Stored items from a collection
- - -

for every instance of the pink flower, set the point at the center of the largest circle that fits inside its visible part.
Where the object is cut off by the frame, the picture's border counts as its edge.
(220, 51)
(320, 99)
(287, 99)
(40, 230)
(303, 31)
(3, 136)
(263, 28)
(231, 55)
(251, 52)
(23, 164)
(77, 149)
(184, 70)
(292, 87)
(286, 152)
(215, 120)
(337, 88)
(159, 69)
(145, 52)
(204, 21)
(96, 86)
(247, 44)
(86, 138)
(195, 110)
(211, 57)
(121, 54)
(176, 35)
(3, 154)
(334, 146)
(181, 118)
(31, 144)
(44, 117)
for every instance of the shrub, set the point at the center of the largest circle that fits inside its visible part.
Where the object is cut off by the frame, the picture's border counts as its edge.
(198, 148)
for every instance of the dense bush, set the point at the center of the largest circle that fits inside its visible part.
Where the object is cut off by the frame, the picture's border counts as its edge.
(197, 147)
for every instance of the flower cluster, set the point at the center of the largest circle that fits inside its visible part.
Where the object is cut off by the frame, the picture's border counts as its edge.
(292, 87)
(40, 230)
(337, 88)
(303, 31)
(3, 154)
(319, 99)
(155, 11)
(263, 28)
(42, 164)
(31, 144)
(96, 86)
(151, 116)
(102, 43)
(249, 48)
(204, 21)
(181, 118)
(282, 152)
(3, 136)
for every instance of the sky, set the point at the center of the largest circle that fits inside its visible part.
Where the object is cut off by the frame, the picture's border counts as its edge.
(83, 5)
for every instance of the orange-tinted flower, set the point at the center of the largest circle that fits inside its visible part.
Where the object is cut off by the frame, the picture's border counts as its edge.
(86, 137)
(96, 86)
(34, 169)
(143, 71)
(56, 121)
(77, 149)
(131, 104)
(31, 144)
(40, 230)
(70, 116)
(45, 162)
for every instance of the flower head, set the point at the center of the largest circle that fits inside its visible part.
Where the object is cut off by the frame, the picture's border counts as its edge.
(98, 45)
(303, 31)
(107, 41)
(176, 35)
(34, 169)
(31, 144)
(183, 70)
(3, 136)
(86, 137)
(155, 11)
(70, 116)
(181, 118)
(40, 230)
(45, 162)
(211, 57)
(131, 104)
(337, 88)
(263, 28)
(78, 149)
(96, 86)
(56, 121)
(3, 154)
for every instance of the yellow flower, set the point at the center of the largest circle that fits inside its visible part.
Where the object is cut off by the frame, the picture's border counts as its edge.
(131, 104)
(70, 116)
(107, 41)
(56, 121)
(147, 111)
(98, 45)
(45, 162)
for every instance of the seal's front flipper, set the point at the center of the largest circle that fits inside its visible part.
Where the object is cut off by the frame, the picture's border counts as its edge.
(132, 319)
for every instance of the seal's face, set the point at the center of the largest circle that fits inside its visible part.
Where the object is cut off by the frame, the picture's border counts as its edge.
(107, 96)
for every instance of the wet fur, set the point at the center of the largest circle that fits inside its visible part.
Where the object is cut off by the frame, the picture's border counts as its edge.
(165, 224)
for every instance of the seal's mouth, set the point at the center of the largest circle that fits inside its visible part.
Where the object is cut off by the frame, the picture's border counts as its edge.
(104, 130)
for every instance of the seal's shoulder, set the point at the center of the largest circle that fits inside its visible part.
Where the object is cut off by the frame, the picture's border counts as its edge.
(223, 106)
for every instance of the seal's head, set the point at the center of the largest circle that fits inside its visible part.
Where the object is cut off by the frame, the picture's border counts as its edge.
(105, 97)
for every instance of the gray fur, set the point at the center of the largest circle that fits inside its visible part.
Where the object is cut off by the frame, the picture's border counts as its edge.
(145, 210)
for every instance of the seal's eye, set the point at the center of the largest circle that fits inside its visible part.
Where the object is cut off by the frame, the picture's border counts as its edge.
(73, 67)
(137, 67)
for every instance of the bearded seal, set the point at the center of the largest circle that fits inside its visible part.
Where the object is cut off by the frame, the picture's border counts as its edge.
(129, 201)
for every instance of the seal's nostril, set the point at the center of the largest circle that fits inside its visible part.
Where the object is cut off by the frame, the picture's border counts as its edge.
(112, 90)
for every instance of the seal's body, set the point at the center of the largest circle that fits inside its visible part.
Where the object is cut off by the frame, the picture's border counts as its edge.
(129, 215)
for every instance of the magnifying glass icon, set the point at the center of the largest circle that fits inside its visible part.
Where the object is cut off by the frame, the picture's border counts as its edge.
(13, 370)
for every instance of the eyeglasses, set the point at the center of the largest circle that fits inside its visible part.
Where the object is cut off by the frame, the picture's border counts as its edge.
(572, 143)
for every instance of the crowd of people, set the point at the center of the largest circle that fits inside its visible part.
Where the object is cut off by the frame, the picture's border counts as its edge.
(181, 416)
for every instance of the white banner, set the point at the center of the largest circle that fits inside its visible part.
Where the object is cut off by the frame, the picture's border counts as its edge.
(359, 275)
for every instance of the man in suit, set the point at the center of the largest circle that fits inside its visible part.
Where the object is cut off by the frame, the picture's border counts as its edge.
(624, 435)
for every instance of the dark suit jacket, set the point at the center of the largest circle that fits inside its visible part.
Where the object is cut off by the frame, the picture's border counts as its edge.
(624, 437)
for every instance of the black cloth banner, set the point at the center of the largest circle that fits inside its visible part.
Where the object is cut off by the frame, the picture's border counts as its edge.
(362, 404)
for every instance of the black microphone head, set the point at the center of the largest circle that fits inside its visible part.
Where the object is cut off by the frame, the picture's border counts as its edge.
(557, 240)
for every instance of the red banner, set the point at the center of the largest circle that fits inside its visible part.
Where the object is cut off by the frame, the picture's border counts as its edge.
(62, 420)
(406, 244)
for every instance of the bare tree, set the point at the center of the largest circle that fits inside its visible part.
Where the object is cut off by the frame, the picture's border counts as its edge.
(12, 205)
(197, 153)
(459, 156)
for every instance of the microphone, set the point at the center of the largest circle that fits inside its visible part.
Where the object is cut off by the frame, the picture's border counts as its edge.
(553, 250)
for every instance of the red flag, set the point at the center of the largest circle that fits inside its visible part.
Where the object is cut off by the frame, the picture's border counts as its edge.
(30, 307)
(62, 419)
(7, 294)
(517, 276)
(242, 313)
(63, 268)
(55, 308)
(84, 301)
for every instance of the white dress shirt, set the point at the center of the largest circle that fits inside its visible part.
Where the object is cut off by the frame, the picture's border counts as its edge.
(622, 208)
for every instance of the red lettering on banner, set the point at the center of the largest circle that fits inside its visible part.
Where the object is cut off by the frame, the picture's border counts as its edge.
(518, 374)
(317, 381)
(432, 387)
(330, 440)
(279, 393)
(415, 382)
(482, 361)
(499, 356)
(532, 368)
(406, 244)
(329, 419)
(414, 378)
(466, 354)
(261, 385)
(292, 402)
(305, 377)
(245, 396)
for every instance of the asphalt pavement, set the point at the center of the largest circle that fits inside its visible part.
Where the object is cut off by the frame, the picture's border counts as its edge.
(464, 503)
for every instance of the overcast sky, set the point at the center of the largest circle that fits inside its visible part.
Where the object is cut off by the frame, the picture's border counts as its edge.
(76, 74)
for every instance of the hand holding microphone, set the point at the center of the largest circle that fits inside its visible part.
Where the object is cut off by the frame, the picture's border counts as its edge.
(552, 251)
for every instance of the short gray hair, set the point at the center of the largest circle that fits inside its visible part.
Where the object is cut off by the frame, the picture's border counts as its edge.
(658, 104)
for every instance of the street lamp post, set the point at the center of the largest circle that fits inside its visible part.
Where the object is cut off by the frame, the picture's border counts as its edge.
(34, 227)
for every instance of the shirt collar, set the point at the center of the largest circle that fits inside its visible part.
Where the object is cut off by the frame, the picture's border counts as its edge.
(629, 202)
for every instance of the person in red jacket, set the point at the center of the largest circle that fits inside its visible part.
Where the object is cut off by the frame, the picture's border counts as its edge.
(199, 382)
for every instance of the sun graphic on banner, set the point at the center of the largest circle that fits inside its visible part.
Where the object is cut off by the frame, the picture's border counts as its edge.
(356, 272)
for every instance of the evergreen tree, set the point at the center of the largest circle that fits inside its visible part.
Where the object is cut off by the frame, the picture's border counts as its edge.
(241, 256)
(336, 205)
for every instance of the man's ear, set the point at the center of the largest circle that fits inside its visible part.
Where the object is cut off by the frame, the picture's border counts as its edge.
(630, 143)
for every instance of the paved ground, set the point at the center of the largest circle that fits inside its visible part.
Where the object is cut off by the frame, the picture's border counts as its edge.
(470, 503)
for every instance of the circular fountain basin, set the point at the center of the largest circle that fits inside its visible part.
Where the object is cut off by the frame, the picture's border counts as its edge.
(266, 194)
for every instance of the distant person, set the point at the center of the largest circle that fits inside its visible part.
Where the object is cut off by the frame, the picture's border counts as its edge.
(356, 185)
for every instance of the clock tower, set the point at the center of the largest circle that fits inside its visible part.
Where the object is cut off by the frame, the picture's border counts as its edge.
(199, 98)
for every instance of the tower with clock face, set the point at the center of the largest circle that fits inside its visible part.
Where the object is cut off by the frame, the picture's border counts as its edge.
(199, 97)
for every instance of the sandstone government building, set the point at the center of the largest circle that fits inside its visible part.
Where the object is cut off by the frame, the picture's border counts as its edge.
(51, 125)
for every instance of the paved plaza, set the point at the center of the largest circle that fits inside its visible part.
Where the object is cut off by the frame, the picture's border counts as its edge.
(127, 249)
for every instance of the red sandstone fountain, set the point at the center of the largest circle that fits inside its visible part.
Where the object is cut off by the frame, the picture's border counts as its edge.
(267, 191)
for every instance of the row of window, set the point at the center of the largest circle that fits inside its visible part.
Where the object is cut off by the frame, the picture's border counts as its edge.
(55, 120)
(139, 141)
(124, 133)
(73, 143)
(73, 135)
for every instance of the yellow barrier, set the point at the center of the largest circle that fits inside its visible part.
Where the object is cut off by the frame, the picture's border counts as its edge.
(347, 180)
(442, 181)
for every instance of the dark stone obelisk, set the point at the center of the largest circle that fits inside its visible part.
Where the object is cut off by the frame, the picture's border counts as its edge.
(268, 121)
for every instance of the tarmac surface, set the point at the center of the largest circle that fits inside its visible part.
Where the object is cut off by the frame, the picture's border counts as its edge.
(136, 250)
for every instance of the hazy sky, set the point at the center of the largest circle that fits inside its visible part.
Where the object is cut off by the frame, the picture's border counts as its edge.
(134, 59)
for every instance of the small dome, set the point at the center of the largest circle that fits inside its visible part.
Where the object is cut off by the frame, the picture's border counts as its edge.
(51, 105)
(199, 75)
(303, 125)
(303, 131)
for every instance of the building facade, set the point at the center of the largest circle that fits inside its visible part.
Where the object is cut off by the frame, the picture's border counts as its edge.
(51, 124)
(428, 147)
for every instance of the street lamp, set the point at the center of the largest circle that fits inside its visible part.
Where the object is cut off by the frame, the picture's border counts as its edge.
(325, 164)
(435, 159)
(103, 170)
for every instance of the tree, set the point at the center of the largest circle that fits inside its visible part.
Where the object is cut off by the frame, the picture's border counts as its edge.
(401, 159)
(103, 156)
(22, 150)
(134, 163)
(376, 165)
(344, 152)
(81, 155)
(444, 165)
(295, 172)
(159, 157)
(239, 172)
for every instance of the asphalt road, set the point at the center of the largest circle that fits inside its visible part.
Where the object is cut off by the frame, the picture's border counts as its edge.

- - -

**WHAT IS EXPECTED**
Search the entries for the word "tower" and gather every line where it appears.

**ANSWER BELOW**
for every instance of the clock tower, set the point at the center of the largest circle that fits inside its visible part.
for every instance of the tower with clock face, set the point at the center of the largest circle that fits inside its visible part.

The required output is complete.